▶ **Record extracts**
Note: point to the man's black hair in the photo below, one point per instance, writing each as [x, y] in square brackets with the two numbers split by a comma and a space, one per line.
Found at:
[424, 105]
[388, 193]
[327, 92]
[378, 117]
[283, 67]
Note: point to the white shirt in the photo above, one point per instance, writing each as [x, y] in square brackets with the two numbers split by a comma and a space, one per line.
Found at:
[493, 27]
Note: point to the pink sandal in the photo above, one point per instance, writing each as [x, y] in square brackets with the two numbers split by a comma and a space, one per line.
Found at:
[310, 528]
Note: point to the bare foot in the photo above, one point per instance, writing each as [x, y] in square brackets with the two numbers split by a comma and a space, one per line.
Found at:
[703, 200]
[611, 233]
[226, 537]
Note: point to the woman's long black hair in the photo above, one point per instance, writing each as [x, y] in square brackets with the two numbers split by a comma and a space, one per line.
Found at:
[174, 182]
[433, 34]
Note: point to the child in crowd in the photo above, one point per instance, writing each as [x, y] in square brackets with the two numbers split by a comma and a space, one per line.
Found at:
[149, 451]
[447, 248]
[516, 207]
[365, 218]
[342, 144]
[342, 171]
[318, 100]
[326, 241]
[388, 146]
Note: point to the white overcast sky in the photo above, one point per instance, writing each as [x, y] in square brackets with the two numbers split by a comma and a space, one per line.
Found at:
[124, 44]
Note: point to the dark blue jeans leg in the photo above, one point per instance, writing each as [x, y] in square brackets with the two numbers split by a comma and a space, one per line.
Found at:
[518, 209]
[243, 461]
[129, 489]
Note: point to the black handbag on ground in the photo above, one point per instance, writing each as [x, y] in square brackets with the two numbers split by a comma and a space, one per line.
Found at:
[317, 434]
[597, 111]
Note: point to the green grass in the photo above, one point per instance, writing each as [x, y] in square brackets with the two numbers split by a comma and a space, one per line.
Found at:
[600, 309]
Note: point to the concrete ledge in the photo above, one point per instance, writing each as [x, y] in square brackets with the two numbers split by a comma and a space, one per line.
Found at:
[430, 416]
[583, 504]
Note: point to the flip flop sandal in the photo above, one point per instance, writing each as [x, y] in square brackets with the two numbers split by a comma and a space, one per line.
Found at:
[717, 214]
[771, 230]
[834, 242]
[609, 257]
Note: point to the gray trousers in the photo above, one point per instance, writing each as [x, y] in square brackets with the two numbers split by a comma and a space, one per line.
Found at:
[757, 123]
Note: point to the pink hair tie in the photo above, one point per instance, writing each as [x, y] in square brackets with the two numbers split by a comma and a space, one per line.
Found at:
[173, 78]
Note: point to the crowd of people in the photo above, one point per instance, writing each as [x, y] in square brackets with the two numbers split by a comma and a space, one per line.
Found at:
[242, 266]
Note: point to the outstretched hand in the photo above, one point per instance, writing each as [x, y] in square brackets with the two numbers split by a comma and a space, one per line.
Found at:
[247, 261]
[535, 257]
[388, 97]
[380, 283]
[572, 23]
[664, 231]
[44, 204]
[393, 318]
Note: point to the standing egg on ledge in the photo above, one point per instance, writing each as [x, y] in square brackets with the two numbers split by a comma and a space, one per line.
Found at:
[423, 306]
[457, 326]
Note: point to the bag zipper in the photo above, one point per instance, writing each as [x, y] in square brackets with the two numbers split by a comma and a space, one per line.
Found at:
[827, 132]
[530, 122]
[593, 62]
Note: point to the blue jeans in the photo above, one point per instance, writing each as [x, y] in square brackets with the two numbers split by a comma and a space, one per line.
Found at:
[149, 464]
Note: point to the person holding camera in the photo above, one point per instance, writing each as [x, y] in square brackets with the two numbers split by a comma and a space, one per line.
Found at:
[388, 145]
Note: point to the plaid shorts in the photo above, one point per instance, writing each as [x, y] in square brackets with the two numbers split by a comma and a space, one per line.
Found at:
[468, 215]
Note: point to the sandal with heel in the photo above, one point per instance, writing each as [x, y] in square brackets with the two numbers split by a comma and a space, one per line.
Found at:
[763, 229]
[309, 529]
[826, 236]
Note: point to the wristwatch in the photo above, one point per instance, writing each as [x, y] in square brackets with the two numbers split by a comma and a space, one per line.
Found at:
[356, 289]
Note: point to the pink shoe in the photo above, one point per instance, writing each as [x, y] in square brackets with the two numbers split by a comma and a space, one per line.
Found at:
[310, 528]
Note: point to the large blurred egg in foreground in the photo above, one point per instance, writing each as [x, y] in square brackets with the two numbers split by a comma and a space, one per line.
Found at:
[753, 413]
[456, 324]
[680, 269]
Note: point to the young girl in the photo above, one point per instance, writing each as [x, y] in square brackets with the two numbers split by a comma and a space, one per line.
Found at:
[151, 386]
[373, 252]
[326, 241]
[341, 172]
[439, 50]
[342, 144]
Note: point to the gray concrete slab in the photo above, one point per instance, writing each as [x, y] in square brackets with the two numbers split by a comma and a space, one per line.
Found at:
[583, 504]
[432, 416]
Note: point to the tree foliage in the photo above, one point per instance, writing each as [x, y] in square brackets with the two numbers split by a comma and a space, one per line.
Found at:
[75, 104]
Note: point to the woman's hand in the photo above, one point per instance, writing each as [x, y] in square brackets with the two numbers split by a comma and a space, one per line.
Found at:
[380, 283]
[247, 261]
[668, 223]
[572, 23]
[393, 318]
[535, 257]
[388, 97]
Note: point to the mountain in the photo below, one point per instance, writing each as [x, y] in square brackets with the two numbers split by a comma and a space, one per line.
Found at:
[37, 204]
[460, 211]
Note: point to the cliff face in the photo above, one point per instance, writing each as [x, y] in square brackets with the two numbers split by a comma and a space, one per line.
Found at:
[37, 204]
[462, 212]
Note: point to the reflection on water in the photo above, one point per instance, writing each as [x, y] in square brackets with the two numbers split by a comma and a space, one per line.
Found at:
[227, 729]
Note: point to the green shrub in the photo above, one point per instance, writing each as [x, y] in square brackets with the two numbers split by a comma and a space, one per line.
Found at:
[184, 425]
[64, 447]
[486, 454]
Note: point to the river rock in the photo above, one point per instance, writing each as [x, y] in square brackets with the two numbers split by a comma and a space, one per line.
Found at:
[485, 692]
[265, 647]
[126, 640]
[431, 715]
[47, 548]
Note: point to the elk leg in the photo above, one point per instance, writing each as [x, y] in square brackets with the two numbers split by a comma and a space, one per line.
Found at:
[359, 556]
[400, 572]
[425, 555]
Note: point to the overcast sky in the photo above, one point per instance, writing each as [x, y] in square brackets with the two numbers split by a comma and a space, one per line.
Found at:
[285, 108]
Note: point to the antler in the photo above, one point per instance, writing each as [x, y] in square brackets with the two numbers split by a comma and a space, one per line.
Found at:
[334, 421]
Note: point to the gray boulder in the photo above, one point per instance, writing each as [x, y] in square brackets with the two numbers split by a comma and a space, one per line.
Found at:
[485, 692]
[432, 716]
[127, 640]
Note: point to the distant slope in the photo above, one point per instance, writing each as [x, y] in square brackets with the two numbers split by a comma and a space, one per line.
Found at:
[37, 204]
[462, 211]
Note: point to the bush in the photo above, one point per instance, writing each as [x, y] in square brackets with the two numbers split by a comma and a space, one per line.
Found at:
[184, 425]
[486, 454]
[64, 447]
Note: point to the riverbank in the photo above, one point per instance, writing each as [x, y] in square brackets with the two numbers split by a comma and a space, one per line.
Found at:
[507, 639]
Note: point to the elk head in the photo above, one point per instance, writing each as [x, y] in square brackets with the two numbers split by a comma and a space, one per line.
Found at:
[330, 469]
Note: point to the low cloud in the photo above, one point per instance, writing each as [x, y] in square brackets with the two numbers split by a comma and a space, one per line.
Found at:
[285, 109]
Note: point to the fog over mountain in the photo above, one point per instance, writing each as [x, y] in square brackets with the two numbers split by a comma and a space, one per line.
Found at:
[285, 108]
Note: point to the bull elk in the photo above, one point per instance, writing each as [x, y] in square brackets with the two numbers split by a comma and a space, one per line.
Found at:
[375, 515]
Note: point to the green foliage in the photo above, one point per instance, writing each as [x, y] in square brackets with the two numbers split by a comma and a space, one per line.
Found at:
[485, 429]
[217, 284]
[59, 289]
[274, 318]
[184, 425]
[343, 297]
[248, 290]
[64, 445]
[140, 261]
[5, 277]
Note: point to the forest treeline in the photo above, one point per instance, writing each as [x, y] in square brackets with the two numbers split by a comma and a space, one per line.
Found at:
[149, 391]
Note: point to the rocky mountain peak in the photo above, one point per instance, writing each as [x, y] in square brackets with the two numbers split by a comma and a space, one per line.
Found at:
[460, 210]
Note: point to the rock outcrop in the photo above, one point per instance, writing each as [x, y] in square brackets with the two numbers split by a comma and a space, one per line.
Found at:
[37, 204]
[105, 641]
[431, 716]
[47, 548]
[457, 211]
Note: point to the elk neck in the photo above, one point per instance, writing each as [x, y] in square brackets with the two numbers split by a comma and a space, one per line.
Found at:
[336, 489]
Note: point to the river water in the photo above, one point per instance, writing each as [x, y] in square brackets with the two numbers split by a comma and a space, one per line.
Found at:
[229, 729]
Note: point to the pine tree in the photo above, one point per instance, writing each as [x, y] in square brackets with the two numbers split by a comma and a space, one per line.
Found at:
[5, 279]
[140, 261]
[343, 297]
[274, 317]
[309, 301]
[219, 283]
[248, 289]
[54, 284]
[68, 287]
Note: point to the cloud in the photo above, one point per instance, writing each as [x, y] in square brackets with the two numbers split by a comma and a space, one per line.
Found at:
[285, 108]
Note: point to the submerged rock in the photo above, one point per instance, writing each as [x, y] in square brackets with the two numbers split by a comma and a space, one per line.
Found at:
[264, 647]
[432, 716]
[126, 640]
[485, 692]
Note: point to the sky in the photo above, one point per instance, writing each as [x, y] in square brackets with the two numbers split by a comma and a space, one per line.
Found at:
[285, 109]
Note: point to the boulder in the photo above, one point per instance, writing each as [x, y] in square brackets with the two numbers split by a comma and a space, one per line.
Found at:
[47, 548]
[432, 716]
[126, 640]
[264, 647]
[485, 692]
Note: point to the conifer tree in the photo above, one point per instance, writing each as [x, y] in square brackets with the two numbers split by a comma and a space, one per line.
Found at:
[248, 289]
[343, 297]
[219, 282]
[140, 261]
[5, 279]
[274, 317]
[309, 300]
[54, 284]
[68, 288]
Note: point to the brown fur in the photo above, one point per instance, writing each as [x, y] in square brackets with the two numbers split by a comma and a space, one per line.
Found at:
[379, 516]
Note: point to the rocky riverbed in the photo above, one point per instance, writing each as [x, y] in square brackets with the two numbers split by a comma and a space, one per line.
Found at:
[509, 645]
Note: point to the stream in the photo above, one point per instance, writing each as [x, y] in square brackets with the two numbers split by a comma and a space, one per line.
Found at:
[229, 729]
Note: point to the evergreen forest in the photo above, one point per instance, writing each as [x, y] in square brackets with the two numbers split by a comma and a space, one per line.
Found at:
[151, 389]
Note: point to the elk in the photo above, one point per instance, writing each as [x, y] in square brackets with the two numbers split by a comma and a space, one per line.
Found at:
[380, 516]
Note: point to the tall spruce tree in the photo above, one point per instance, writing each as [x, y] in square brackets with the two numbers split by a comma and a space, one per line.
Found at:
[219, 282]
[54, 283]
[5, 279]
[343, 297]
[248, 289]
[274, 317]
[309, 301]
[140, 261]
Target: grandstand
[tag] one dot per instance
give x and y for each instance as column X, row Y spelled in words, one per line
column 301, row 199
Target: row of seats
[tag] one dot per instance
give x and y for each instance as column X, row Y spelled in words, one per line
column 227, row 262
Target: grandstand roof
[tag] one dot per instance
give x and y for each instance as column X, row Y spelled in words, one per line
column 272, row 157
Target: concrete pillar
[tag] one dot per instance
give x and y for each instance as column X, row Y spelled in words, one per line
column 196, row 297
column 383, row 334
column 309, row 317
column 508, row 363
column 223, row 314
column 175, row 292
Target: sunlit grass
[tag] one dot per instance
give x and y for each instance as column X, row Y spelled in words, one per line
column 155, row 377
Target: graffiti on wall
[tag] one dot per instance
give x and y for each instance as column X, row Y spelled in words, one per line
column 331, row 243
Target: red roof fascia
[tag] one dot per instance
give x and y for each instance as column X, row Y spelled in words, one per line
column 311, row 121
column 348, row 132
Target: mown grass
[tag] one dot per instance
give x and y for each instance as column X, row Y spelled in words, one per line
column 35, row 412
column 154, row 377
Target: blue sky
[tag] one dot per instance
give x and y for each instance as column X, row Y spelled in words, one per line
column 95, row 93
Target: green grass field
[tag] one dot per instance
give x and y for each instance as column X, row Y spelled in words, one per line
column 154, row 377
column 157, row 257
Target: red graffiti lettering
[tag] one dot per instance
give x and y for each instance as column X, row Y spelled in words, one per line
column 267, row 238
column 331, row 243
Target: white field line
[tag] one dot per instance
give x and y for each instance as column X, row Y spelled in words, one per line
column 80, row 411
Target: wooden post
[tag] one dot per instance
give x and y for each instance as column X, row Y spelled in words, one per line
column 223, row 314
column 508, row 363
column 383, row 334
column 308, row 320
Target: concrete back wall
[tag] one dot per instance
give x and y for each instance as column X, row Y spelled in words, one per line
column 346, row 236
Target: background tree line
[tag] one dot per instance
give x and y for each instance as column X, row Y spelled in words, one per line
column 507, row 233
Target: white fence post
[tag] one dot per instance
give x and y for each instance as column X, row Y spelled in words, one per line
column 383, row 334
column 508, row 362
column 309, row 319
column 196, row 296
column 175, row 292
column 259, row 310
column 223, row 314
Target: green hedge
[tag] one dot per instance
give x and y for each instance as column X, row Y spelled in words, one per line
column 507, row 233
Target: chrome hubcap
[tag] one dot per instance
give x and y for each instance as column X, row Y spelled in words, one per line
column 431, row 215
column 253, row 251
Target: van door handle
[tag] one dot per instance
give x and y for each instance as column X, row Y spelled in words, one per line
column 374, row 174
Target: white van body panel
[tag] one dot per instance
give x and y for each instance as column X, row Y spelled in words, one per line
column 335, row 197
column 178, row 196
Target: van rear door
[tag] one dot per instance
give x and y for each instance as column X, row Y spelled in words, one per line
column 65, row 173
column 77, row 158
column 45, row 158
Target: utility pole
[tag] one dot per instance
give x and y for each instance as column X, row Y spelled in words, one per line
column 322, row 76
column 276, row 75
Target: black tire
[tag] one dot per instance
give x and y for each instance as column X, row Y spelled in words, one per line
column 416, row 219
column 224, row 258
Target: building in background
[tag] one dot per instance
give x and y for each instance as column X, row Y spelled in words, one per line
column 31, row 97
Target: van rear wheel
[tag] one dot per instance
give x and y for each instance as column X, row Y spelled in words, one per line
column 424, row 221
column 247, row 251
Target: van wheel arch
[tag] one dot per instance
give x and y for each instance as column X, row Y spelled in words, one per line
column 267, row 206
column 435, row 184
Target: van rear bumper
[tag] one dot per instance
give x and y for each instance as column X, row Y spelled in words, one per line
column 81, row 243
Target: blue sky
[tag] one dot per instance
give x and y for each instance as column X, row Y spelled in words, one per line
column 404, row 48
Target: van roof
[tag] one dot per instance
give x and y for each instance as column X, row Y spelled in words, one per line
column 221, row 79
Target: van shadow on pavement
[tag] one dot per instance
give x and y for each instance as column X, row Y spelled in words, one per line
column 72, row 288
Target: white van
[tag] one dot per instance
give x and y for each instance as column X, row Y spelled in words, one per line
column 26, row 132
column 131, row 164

▶ **Required work**
Each line carrying the string "mountain" should be copied out from the entries.

▶ **Response to the exercise**
Note: point to the mountain in the photo below, one point per instance, writing each as [x, y] in square brackets with the two numbers split by a comma and a space, one per line.
Note: point to the fog over mountain in the photo above, one point per instance, writing each as [x, y] in square brackets with the two numbers split by a comma and a space, one per line.
Note: point to the rocky mountain peak in the photo above, one point per instance, writing each as [x, y] in square brackets with the two numbers split by a comma and a space, one per line.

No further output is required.